→ Directions for this task
Convert the entries, from their first line through the line containing "[(88, 268)]", into a Markdown table with columns Row and Line, one numbered row per line and no rows for blank lines. Omit the pictures from the output.

# START OF Entries provided

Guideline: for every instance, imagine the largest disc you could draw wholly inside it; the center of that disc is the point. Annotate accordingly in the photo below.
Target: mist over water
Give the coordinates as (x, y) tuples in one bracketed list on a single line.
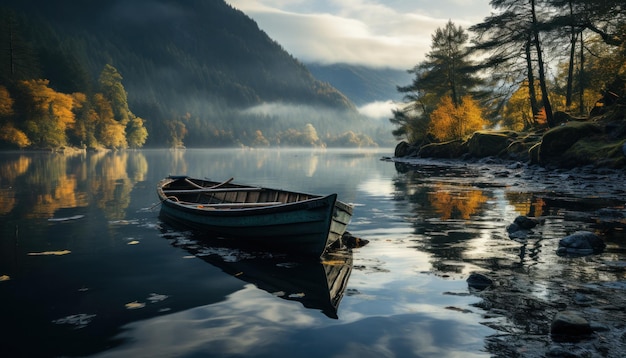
[(88, 268)]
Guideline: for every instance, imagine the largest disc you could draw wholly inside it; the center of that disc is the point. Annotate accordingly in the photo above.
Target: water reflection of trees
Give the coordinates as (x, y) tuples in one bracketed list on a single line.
[(36, 185), (463, 228)]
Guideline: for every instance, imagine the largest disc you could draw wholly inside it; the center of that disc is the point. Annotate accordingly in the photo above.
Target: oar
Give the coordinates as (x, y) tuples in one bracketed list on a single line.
[(221, 184)]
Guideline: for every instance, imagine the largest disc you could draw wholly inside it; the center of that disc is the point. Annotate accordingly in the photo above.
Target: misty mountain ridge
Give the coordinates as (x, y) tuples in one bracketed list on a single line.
[(362, 84), (201, 63)]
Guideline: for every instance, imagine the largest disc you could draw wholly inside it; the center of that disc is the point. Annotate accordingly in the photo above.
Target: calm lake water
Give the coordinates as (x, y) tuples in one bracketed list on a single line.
[(87, 267)]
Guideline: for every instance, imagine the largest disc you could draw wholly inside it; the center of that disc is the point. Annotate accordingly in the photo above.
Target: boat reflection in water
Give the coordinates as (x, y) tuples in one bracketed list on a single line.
[(317, 283)]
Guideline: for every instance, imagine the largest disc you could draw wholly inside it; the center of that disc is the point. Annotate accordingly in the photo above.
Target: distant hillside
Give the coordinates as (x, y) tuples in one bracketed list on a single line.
[(361, 84), (200, 64)]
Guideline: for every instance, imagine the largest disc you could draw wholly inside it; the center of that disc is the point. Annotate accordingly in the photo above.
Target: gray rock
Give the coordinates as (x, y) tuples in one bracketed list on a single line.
[(525, 222), (581, 243), (479, 281), (569, 326)]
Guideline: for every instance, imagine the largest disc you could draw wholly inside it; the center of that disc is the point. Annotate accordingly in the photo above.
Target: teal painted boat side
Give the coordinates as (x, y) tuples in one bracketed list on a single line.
[(305, 226)]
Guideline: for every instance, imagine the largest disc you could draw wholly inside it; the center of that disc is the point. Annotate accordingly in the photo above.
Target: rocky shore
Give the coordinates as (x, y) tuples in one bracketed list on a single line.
[(567, 317), (599, 141)]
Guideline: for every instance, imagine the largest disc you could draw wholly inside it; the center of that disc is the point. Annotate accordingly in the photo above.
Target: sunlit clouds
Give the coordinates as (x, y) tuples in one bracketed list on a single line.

# END OF Entries provided

→ Full response
| Row | Line |
|---|---|
| 1 | Guideline: for every instance, imagine the largest disc you could draw wholly inside it; the center of that disc is the point. Annotate accordingly in the photo below. |
| 2 | Target: mist over water |
| 3 | Give the coordinates as (x, y) tuples in one bracketed list on a single line. |
| 4 | [(88, 268)] |